Task details> Output the records as a two-column CSV with the columns "input" and "output", one row per record, starting at the beginning of the records and ending with the line containing "x=486 y=600", both ends included. Put each field in quotation marks, replace line breaks with spaces, and leave out the pictures.

━━━ Given records

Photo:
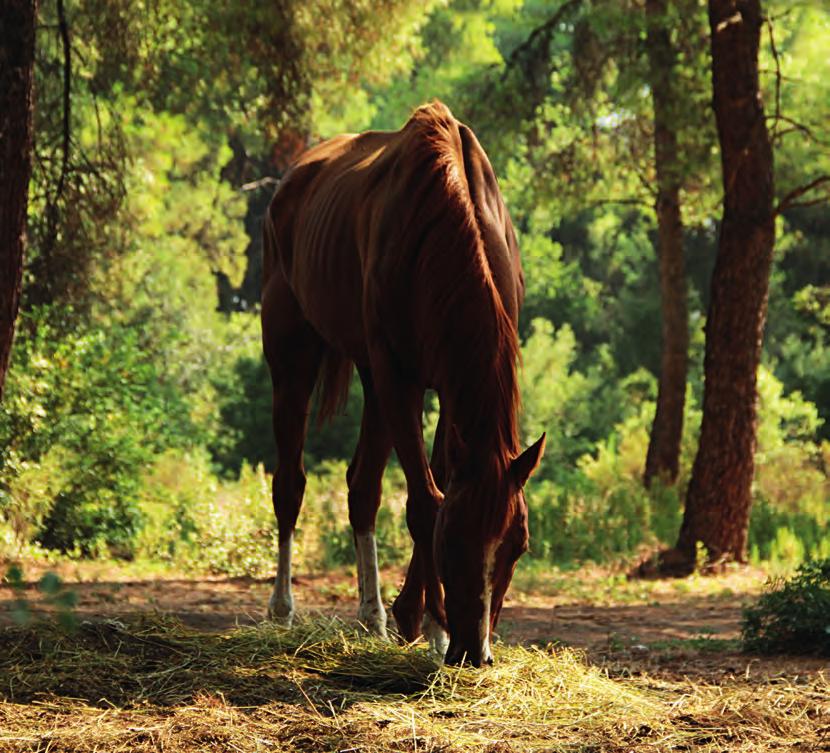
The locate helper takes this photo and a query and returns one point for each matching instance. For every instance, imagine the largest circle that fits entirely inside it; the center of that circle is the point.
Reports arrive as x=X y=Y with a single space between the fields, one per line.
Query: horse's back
x=375 y=226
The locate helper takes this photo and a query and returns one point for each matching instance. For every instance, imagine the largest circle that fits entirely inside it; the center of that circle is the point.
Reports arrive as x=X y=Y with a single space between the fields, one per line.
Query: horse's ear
x=456 y=449
x=528 y=461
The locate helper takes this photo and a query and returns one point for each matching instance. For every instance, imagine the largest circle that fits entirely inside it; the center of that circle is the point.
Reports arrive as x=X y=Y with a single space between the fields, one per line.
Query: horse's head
x=480 y=534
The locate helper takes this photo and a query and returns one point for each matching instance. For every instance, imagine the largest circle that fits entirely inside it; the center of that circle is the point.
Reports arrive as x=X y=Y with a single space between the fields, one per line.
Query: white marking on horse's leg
x=370 y=612
x=281 y=605
x=439 y=640
x=486 y=600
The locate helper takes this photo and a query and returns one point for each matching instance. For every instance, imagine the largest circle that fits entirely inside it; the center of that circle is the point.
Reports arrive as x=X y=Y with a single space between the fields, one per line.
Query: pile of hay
x=154 y=685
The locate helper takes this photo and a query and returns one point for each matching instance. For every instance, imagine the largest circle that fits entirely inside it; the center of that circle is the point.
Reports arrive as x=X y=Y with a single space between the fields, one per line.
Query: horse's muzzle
x=458 y=655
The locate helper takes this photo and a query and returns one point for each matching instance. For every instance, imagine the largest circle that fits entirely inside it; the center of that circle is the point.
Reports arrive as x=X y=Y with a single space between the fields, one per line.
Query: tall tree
x=719 y=496
x=17 y=49
x=663 y=457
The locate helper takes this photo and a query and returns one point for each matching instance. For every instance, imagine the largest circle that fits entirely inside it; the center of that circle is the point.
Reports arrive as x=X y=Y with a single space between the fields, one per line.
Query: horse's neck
x=484 y=412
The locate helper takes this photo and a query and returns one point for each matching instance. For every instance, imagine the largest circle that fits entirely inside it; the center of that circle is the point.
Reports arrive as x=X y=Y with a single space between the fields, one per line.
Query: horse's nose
x=456 y=655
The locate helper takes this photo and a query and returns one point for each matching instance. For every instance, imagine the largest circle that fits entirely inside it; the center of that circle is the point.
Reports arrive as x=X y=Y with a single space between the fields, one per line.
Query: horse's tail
x=333 y=382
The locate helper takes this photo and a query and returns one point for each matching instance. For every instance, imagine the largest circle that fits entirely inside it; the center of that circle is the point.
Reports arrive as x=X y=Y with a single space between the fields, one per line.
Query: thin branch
x=261 y=183
x=621 y=202
x=777 y=60
x=789 y=201
x=67 y=103
x=543 y=31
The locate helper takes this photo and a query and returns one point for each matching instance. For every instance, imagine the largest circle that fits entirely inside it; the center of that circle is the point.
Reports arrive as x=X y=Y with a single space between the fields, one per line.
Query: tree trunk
x=662 y=460
x=17 y=48
x=719 y=496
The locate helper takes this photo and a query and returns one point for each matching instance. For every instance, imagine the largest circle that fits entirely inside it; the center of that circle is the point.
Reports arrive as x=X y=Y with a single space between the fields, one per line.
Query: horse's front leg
x=402 y=403
x=409 y=607
x=364 y=479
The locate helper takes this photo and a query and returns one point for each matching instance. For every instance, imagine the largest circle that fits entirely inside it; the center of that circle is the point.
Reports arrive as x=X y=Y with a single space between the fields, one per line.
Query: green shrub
x=793 y=616
x=82 y=415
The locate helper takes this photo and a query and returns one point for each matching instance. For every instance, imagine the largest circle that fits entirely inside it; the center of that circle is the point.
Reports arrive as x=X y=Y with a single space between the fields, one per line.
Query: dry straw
x=154 y=685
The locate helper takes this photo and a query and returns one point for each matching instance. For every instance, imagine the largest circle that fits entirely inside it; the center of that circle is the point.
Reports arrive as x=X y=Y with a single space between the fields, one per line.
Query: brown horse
x=394 y=251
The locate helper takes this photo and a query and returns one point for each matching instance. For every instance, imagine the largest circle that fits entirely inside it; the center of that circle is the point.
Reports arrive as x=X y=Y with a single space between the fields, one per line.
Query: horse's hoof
x=373 y=618
x=438 y=639
x=281 y=612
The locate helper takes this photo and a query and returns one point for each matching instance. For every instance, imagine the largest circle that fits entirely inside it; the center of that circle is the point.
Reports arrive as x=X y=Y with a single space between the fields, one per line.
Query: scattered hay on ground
x=154 y=685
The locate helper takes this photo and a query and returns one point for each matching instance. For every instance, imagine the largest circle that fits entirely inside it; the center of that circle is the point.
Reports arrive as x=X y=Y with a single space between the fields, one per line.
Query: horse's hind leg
x=364 y=478
x=294 y=361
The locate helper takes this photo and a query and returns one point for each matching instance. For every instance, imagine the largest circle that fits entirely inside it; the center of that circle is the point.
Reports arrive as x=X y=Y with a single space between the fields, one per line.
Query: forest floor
x=666 y=652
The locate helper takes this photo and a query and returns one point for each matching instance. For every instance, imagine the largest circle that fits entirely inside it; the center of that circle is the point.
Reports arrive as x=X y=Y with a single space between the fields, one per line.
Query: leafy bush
x=793 y=616
x=82 y=415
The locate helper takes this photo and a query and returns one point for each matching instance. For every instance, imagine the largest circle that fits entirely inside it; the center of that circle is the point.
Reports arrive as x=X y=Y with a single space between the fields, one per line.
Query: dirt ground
x=686 y=628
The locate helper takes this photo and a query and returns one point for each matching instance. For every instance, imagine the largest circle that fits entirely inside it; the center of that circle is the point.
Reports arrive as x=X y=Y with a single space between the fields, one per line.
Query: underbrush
x=792 y=616
x=152 y=684
x=86 y=470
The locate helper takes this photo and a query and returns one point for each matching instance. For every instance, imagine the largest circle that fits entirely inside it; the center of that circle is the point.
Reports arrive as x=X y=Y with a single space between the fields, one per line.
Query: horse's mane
x=476 y=340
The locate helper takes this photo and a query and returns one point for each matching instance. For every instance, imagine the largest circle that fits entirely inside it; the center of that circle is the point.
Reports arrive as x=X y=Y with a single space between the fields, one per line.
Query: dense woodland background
x=136 y=415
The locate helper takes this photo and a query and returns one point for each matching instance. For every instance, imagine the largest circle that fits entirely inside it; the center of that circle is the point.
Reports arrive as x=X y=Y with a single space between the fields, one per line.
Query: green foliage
x=793 y=616
x=81 y=416
x=54 y=594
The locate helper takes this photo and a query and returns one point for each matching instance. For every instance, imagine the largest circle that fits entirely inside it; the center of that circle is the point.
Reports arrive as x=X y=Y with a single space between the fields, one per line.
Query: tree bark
x=719 y=495
x=663 y=457
x=17 y=48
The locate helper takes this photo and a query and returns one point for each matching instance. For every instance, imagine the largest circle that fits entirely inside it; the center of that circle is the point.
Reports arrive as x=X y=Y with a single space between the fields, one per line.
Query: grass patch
x=151 y=684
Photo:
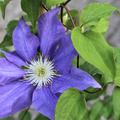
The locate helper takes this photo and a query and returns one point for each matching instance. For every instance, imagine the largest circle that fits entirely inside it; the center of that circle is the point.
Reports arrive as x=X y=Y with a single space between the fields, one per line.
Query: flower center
x=41 y=72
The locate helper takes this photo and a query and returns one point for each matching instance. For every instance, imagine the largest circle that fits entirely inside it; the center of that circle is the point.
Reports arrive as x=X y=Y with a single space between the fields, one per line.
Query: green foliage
x=116 y=103
x=67 y=21
x=31 y=7
x=3 y=5
x=8 y=118
x=71 y=106
x=7 y=41
x=95 y=11
x=101 y=108
x=95 y=111
x=101 y=26
x=94 y=49
x=24 y=115
x=117 y=65
x=41 y=117
x=51 y=3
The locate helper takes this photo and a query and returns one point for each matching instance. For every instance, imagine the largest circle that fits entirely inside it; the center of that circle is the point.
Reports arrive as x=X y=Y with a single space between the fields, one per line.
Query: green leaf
x=67 y=21
x=116 y=103
x=95 y=111
x=3 y=5
x=95 y=11
x=31 y=7
x=51 y=3
x=94 y=49
x=117 y=65
x=71 y=106
x=41 y=117
x=7 y=41
x=101 y=26
x=24 y=115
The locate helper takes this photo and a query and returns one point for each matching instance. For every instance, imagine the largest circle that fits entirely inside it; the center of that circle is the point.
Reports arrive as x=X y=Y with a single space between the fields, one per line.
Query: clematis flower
x=40 y=67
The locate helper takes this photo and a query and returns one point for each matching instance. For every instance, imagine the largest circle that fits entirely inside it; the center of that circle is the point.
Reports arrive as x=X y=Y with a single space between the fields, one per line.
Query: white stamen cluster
x=41 y=72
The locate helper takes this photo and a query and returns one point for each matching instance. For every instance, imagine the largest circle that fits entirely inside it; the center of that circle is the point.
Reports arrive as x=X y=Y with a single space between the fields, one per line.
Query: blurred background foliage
x=91 y=104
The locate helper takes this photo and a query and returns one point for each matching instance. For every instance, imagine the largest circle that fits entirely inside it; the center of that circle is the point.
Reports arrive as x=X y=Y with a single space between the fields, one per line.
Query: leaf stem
x=25 y=114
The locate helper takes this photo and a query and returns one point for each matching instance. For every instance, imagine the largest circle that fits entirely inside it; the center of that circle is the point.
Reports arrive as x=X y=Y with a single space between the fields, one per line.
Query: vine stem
x=73 y=23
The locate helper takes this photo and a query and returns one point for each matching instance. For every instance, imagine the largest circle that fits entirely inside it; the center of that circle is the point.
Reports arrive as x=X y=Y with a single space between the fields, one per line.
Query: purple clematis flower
x=29 y=77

━━━━━━

Solution for this task>
input,output
"Photo: The locate helper takes this photo and a query and returns one point for each matching instance. For every instance, imagine the largest circle that fits entirely inside it; the center of that circle is the point. Reports arrive as x=X y=Y with a single space between the fields, one per line. Query: horse's back","x=375 y=226"
"The locate helper takes this photo and a query and returns one point for each matching instance. For every instance, imagine the largest circle that fits entirely inside it; the center of that circle is the point. Reports arrive as x=X y=Y with a single space between the fields, one per line. Query: horse's ear","x=456 y=449 x=528 y=461"
"The locate helper takes this photo and a query and returns one point for each matching instance. For every instance, imagine the largest circle that fits entirely inside it; the center of that circle is the point. Reports arrive as x=X y=Y with a single space between the fields, one per line. Query: horse's head","x=480 y=534"
"The locate helper takes this photo and a query and returns one point for each matching instance. For every instance, imagine the largest circle that fits entirely inside it; the center of that circle is the point. Reports arrive as x=X y=Y with a single space between the fields, one per line. Query: white marking on horse's leg","x=370 y=612 x=281 y=605 x=439 y=640 x=486 y=600"